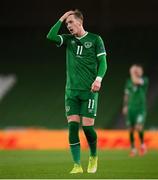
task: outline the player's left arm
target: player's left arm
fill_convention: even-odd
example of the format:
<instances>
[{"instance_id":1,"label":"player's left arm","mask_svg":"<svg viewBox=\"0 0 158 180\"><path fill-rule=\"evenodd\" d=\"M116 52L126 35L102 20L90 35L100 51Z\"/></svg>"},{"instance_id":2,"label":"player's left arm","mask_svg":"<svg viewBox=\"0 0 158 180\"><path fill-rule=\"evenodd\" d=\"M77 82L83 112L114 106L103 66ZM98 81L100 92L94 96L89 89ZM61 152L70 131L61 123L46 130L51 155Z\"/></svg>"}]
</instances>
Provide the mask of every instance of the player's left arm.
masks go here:
<instances>
[{"instance_id":1,"label":"player's left arm","mask_svg":"<svg viewBox=\"0 0 158 180\"><path fill-rule=\"evenodd\" d=\"M93 92L100 90L102 79L107 71L106 51L101 37L98 38L96 52L98 59L98 73L95 81L91 86L91 91Z\"/></svg>"},{"instance_id":2,"label":"player's left arm","mask_svg":"<svg viewBox=\"0 0 158 180\"><path fill-rule=\"evenodd\" d=\"M105 76L105 73L107 71L106 55L99 56L98 60L99 60L98 74L95 81L92 84L92 89L91 89L92 91L100 90L102 79Z\"/></svg>"}]
</instances>

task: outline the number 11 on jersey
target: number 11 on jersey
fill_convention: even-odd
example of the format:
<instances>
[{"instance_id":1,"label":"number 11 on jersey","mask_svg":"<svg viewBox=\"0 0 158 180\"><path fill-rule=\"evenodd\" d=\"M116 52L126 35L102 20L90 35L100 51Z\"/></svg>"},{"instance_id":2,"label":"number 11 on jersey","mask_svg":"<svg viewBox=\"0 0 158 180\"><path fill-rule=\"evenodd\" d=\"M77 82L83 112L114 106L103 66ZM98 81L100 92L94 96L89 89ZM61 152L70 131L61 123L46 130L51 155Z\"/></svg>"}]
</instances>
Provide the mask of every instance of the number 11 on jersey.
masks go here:
<instances>
[{"instance_id":1,"label":"number 11 on jersey","mask_svg":"<svg viewBox=\"0 0 158 180\"><path fill-rule=\"evenodd\" d=\"M81 55L81 54L82 54L82 51L83 51L83 46L77 46L77 52L76 52L76 54L77 54L77 55Z\"/></svg>"}]
</instances>

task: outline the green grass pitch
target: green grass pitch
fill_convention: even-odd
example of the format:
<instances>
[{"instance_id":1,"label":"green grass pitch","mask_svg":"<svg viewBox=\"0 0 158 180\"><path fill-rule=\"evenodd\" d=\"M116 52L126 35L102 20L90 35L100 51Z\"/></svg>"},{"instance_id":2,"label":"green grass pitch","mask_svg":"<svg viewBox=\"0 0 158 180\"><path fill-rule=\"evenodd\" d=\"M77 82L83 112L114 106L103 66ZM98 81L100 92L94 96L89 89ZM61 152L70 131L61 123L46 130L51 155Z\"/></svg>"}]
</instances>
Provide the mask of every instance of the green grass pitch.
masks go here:
<instances>
[{"instance_id":1,"label":"green grass pitch","mask_svg":"<svg viewBox=\"0 0 158 180\"><path fill-rule=\"evenodd\" d=\"M158 178L158 151L134 158L128 157L126 150L102 150L98 155L97 173L86 172L88 152L82 151L84 173L71 175L69 151L0 151L0 179Z\"/></svg>"}]
</instances>

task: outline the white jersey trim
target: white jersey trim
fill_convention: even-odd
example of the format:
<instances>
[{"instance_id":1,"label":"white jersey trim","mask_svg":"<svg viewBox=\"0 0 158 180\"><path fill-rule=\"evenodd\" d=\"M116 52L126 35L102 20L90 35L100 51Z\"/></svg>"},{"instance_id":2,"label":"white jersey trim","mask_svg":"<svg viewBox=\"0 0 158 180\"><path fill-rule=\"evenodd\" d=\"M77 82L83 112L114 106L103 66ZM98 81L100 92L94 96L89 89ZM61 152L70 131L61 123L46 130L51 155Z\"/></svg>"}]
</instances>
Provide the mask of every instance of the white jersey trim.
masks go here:
<instances>
[{"instance_id":1,"label":"white jersey trim","mask_svg":"<svg viewBox=\"0 0 158 180\"><path fill-rule=\"evenodd\" d=\"M106 52L97 54L97 57L102 56L102 55L106 55Z\"/></svg>"}]
</instances>

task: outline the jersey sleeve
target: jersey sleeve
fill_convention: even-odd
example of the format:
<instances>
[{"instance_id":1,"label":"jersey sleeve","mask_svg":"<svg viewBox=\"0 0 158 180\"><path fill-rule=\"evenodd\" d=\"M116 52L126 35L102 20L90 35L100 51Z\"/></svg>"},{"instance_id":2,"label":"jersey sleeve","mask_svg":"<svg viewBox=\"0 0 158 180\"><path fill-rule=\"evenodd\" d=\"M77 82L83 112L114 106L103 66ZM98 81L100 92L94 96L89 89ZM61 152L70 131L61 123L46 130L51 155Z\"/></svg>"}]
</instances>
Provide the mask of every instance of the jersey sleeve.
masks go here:
<instances>
[{"instance_id":1,"label":"jersey sleeve","mask_svg":"<svg viewBox=\"0 0 158 180\"><path fill-rule=\"evenodd\" d=\"M104 42L100 36L98 36L96 40L96 55L97 57L106 55Z\"/></svg>"}]
</instances>

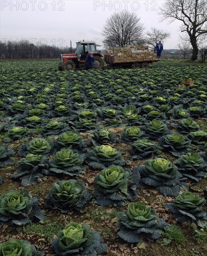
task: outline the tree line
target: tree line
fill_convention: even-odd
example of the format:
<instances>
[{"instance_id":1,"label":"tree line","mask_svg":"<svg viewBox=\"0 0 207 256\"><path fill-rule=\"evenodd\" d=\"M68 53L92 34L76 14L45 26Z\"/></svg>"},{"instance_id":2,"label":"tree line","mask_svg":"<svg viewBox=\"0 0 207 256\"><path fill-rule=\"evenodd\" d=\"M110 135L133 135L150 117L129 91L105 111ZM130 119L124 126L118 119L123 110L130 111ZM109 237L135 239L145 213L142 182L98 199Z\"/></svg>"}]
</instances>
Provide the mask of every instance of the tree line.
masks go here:
<instances>
[{"instance_id":1,"label":"tree line","mask_svg":"<svg viewBox=\"0 0 207 256\"><path fill-rule=\"evenodd\" d=\"M75 52L72 47L71 53ZM71 53L71 47L59 48L48 45L36 45L27 41L6 43L0 41L0 59L56 59L63 52Z\"/></svg>"}]
</instances>

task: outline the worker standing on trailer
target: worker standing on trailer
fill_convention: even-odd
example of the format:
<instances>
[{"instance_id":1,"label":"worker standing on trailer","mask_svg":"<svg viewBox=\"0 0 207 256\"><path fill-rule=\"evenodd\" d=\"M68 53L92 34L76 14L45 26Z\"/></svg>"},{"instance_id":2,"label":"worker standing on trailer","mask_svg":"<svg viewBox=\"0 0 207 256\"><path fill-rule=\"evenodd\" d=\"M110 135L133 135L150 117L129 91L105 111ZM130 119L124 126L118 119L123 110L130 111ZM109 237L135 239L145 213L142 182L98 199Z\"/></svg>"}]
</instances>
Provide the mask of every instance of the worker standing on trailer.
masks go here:
<instances>
[{"instance_id":1,"label":"worker standing on trailer","mask_svg":"<svg viewBox=\"0 0 207 256\"><path fill-rule=\"evenodd\" d=\"M88 67L89 68L93 68L93 61L94 61L94 57L93 54L89 54L87 58L87 63Z\"/></svg>"},{"instance_id":2,"label":"worker standing on trailer","mask_svg":"<svg viewBox=\"0 0 207 256\"><path fill-rule=\"evenodd\" d=\"M160 61L160 58L161 56L161 54L162 51L163 50L163 46L162 44L161 43L161 41L160 41L156 45L156 53L157 53L157 58L158 61Z\"/></svg>"}]
</instances>

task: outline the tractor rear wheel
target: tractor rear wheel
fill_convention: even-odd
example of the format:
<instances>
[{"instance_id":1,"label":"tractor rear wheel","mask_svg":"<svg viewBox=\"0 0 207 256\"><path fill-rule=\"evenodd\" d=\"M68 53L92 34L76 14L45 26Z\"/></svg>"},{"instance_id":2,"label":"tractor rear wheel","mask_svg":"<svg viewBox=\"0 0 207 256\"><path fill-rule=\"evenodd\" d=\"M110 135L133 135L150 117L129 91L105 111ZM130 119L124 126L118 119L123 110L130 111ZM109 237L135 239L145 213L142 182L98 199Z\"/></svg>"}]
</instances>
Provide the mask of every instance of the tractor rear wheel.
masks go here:
<instances>
[{"instance_id":1,"label":"tractor rear wheel","mask_svg":"<svg viewBox=\"0 0 207 256\"><path fill-rule=\"evenodd\" d=\"M141 64L141 67L148 68L149 67L149 64L147 62L143 62Z\"/></svg>"},{"instance_id":2,"label":"tractor rear wheel","mask_svg":"<svg viewBox=\"0 0 207 256\"><path fill-rule=\"evenodd\" d=\"M94 61L93 63L93 69L100 69L104 67L104 61L99 56L94 56Z\"/></svg>"},{"instance_id":3,"label":"tractor rear wheel","mask_svg":"<svg viewBox=\"0 0 207 256\"><path fill-rule=\"evenodd\" d=\"M76 69L76 65L72 61L68 61L63 64L63 69L64 70L66 70L67 71L75 70Z\"/></svg>"}]
</instances>

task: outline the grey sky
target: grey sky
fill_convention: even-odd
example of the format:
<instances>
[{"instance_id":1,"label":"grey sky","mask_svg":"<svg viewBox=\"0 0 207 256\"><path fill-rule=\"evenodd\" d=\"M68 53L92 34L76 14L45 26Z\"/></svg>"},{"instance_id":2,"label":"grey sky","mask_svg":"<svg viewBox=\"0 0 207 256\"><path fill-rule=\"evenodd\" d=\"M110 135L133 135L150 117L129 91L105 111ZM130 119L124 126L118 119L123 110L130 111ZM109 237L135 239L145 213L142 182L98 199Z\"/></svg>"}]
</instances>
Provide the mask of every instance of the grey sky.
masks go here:
<instances>
[{"instance_id":1,"label":"grey sky","mask_svg":"<svg viewBox=\"0 0 207 256\"><path fill-rule=\"evenodd\" d=\"M141 18L145 31L151 27L171 34L165 48L175 48L180 23L160 23L157 10L164 0L0 0L0 39L15 41L26 39L30 43L57 47L72 41L95 40L101 44L101 32L106 19L114 12L127 9Z\"/></svg>"}]
</instances>

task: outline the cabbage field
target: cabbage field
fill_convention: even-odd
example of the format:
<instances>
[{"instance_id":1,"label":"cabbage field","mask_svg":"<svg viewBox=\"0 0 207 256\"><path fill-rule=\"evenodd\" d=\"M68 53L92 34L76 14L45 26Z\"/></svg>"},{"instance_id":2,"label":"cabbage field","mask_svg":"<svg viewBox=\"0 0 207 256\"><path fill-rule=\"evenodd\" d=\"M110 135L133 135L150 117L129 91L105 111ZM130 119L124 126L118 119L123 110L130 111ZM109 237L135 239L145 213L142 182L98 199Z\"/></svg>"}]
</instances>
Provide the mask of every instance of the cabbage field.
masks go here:
<instances>
[{"instance_id":1,"label":"cabbage field","mask_svg":"<svg viewBox=\"0 0 207 256\"><path fill-rule=\"evenodd\" d=\"M0 61L0 256L207 255L207 66L58 65Z\"/></svg>"}]
</instances>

================================

Pick out each line above that contains the string "target", treating uppercase and lowercase as different, and copy every such line in full.

## Exercise result
target: player's left arm
target: number 11 on jersey
target: green grass pitch
target: white jersey trim
target: jersey sleeve
target: tree line
target: worker standing on trailer
target: tractor rear wheel
target: grey sky
target: cabbage field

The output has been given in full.